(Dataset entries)
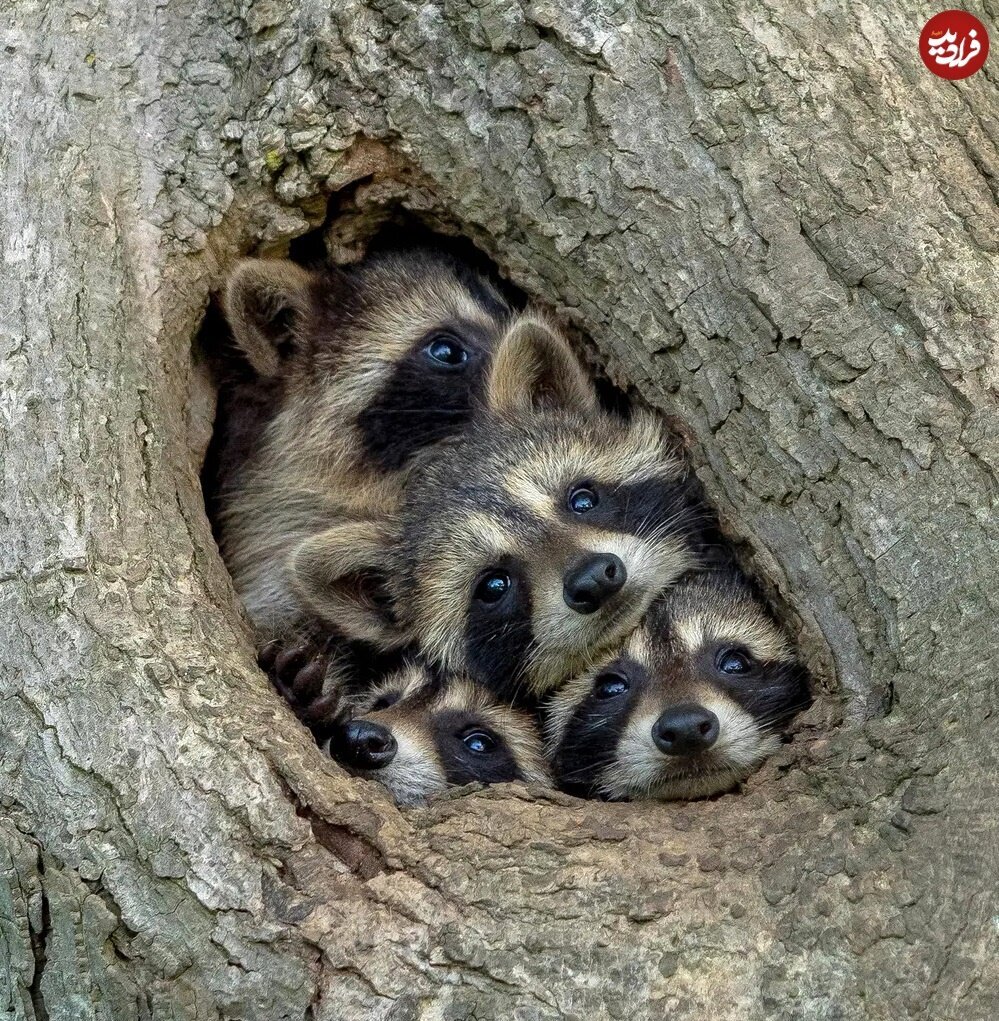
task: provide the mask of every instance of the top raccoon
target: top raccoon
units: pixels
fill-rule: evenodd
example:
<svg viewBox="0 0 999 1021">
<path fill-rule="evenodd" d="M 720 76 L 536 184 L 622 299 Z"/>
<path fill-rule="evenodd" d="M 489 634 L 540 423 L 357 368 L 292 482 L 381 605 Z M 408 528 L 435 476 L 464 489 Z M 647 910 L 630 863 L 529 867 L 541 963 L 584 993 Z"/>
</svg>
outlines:
<svg viewBox="0 0 999 1021">
<path fill-rule="evenodd" d="M 413 456 L 462 428 L 516 315 L 485 276 L 429 250 L 319 272 L 249 260 L 225 311 L 251 371 L 222 395 L 221 547 L 266 640 L 317 609 L 289 583 L 290 551 L 398 505 Z"/>
</svg>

▶ **What the task asks**: Set down, please, the lines from the line holding "720 76 L 536" through the final line of the data, exactly and with nothing added.

▶ **Exercise result**:
<path fill-rule="evenodd" d="M 720 76 L 536 184 L 622 299 Z"/>
<path fill-rule="evenodd" d="M 489 634 L 540 423 L 357 368 L 292 482 L 381 605 Z M 408 528 L 435 476 L 464 489 Z M 647 910 L 630 863 L 529 867 L 541 963 L 584 993 Z"/>
</svg>
outlines:
<svg viewBox="0 0 999 1021">
<path fill-rule="evenodd" d="M 413 456 L 462 428 L 516 315 L 485 276 L 429 250 L 319 272 L 249 260 L 225 311 L 251 371 L 222 395 L 221 547 L 266 640 L 317 609 L 289 583 L 290 551 L 398 505 Z"/>
</svg>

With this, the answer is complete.